**What is needed:** Copy the passage below, about Billy's early childhood in Hope, word for word and in full.

[Source extract Boundary: Start]

Mammaw, Pappaw, Virginia, and Billy lived together in the house on Hervey Street for less than a year before Virginia left for New Orleans, alone, to train at Charity Hospital as a nurse anesthetist. It was the only occupation that interested her. She never liked just being a nurse, following the orders of imperious male doctors, and she certainly did not like following in her mother's footsteps as a practical nurse in Hope. She told her friends that it was difficult for her to leave her baby son for months at a time. But she had decided that learning anesthesia would allow her to make more money to support him. And she was eager to get away from her mother, who acted as if she were in charge of Billy anyway and was longing to care for him. And she loved New Orleans, a city that she had got to know during her nursing school days. Virginia left in the fall of 1947, when Billy was one, and was gone for most of the next two years. One of his earliest memories, Bill would say decades later, was visiting his mother in New Orleans, then getting back on the train with Mammaw and looking out the window and seeing his mother on her knees, crying, as she waved goodbye.

Edith kept
him occupied in Hope. When he was two, she began preparing
homemade flash cards with letters and numbers on them and taught him the rudiments of reading while he sat in his high chair. It was not, he would say later, “like John Stuart Mill reading Milton at age five or anything like that—but it was reading.” She dressed him in knickers and fine pin-striped outfits. She introduced him to church at age three, enrolling him in the Sunbeam program at First Baptist. Often, when she was busy, Eldridge would take Billy over to the country store, where he would play with little black kids from the neighborhood. Billy came to respect Edith, but it was Pappaw who won his heart, “the kindest person” he ever knew. Yet it was gentle old Pappaw who unintentionally brought another man into Billy's life, someone with a decidedly different manner and temperament, a free-wheeling sharpie from Hot Springs named Roger Clinton who ran a car dealership in town and on the side occasionally supplied the Cassidy grocery store with bootleg whiskey.

[Source extract Boundary: End]
[Source material Boundary: Start]

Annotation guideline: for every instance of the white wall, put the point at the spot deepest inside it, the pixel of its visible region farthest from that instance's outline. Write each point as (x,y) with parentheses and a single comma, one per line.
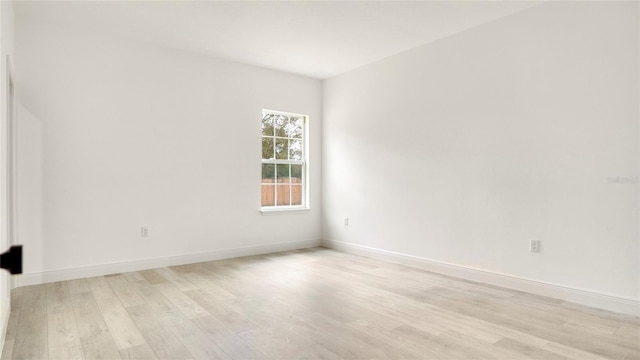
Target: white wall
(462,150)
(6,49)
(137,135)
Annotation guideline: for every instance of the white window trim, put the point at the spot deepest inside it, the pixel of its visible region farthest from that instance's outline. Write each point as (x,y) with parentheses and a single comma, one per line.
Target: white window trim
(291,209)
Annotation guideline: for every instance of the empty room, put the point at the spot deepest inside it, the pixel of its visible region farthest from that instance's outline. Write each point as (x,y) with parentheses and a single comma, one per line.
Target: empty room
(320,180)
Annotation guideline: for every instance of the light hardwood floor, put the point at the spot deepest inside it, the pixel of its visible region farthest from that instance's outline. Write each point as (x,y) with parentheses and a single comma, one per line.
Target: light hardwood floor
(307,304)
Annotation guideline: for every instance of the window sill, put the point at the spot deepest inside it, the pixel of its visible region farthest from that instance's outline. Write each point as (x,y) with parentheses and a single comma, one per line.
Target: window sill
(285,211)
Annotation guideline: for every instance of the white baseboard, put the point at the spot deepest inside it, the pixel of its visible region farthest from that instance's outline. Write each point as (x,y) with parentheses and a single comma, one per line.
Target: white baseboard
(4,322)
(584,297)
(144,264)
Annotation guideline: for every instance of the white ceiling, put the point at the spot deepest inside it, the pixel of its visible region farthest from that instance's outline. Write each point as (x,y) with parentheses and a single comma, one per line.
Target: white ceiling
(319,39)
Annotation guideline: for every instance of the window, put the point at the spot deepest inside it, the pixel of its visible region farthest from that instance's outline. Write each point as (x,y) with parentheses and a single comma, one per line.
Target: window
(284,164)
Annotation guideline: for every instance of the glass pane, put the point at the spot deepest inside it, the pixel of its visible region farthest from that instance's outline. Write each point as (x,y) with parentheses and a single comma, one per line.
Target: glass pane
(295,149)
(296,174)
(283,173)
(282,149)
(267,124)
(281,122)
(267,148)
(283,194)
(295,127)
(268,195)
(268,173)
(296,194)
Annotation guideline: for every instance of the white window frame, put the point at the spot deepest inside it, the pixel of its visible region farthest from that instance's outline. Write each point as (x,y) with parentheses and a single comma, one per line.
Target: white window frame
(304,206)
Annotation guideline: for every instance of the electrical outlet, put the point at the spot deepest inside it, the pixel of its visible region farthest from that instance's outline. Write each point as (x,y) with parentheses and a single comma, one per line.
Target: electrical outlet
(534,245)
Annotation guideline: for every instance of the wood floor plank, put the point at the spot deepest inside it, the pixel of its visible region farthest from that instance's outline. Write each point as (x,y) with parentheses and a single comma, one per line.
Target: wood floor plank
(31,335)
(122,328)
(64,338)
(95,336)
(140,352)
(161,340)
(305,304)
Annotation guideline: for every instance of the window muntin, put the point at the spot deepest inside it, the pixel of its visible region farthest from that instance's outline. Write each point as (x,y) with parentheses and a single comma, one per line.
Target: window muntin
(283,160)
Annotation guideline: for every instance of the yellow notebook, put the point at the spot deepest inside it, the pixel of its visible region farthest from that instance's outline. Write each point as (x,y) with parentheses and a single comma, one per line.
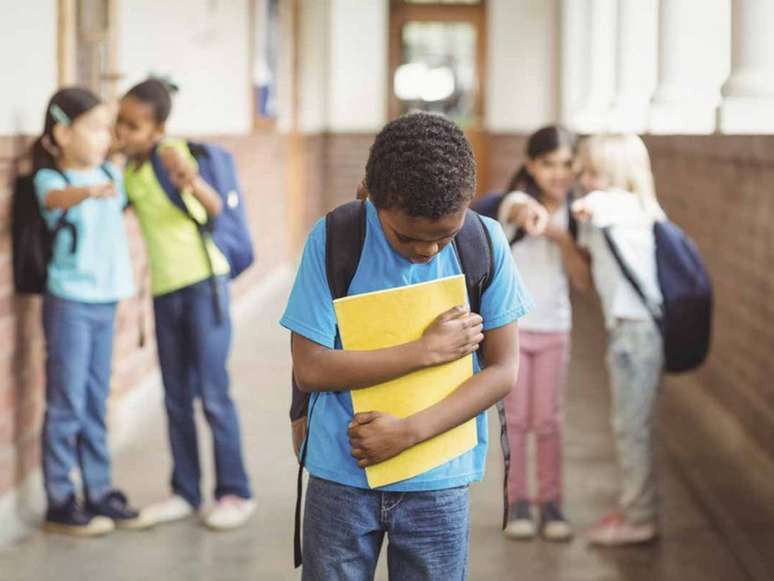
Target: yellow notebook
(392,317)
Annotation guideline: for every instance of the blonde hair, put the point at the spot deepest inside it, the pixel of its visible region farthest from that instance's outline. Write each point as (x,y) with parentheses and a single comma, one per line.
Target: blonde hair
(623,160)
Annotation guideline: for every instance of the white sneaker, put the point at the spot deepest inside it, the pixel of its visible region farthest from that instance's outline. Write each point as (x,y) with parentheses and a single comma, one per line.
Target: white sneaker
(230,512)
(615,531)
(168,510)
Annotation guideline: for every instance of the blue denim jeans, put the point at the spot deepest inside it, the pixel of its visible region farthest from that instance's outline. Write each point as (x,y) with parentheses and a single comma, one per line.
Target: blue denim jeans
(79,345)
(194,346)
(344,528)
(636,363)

[Source material Boundary: End]
[Source material Boundary: Start]

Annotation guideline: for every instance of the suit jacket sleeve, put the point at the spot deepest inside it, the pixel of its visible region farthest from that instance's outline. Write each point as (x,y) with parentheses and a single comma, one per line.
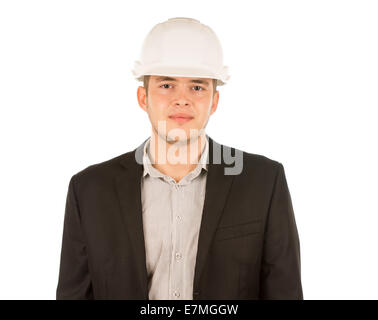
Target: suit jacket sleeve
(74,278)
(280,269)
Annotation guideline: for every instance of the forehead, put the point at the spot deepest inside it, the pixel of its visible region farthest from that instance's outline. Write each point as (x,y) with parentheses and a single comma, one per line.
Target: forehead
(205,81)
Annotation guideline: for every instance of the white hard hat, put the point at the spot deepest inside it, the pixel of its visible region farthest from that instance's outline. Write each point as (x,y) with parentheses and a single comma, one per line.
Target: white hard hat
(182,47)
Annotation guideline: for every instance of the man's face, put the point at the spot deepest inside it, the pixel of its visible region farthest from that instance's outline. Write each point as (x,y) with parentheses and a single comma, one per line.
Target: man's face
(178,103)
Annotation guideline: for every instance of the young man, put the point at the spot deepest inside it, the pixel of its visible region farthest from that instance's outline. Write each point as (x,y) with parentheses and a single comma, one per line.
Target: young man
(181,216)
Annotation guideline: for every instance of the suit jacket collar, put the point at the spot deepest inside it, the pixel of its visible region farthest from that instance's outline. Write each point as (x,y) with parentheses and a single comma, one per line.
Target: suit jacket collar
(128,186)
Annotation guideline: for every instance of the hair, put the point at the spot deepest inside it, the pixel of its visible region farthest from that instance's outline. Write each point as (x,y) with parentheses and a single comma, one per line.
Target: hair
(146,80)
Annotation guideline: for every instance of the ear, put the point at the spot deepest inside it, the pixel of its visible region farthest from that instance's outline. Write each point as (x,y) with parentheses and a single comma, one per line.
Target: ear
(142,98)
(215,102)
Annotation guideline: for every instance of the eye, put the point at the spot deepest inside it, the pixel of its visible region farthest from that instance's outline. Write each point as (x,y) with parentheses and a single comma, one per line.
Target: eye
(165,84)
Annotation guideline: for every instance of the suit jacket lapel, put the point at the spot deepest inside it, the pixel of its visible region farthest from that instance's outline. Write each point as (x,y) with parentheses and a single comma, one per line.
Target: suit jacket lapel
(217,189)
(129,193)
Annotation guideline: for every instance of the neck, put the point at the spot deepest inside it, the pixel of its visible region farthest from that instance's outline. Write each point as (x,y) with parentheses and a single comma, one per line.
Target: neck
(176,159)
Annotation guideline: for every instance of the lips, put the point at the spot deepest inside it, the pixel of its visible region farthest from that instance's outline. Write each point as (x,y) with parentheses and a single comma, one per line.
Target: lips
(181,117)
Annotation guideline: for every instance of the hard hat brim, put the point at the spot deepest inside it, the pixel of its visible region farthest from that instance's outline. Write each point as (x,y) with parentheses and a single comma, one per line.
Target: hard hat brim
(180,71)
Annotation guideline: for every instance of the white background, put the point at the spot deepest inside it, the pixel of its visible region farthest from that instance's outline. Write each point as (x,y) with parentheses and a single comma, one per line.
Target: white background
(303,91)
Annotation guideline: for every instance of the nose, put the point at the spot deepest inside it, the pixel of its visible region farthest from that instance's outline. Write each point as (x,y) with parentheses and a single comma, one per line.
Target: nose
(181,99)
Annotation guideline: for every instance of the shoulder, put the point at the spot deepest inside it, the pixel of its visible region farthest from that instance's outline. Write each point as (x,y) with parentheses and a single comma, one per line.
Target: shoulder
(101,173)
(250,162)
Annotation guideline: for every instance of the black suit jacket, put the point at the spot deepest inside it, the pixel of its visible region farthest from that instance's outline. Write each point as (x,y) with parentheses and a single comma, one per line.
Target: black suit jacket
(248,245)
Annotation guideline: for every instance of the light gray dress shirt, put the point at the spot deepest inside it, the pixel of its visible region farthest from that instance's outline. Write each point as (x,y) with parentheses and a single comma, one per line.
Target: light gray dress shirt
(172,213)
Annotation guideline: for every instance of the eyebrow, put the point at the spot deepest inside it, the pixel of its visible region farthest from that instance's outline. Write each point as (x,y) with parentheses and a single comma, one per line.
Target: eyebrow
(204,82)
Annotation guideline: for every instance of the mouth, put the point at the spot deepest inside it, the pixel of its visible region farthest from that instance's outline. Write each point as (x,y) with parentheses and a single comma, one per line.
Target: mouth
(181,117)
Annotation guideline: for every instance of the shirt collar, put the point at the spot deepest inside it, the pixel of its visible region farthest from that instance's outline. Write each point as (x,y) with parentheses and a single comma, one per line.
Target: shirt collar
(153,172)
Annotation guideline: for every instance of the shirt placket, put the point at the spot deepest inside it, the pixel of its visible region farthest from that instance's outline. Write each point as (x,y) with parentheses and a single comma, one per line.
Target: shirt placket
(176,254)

[Source material Boundary: End]

**Task result:**
Mammaw, Pappaw, Virginia, and Billy lived together in the house on Hervey Street for less than a year before Virginia left for New Orleans, alone, to train at Charity Hospital as a nurse anesthetist. It was the only occupation that interested her. She never liked just being a nurse, following the orders of imperious male doctors, and she certainly did not like following in her mother's footsteps as a practical nurse in Hope. She told her friends that it was difficult for her to leave her baby son for months at a time. But she had decided that learning anesthesia would allow her to make more money to support him. And she was eager to get away from her mother, who acted as if she were in charge of Billy anyway and was longing to care for him. And she loved New Orleans, a city that she had got to know during her nursing school days. Virginia left in the fall of 1947, when Billy was one, and was gone for most of the next two years. One of his earliest memories, Bill would say decades later, was visiting his mother in New Orleans, then getting back on the train with Mammaw and looking out the window and seeing his mother on her knees, crying, as she waved goodbye.

Edith kept
him occupied in Hope. When he was two, she began preparing
homemade flash cards with letters and numbers on them and taught him the rudiments of reading while he sat in his high chair. It was not, he would say later, “like John Stuart Mill reading Milton at age five or anything like that—but it was reading.” She dressed him in knickers and fine pin-striped outfits. She introduced him to church at age three, enrolling him in the Sunbeam program at First Baptist. Often, when she was busy, Eldridge would take Billy over to the country store, where he would play with little black kids from the neighborhood. Billy came to respect Edith, but it was Pappaw who won his heart, “the kindest person” he ever knew. Yet it was gentle old Pappaw who unintentionally brought another man into Billy's life, someone with a decidedly different manner and temperament, a free-wheeling sharpie from Hot Springs named Roger Clinton who ran a car dealership in town and on the side occasionally supplied the Cassidy grocery store with bootleg whiskey.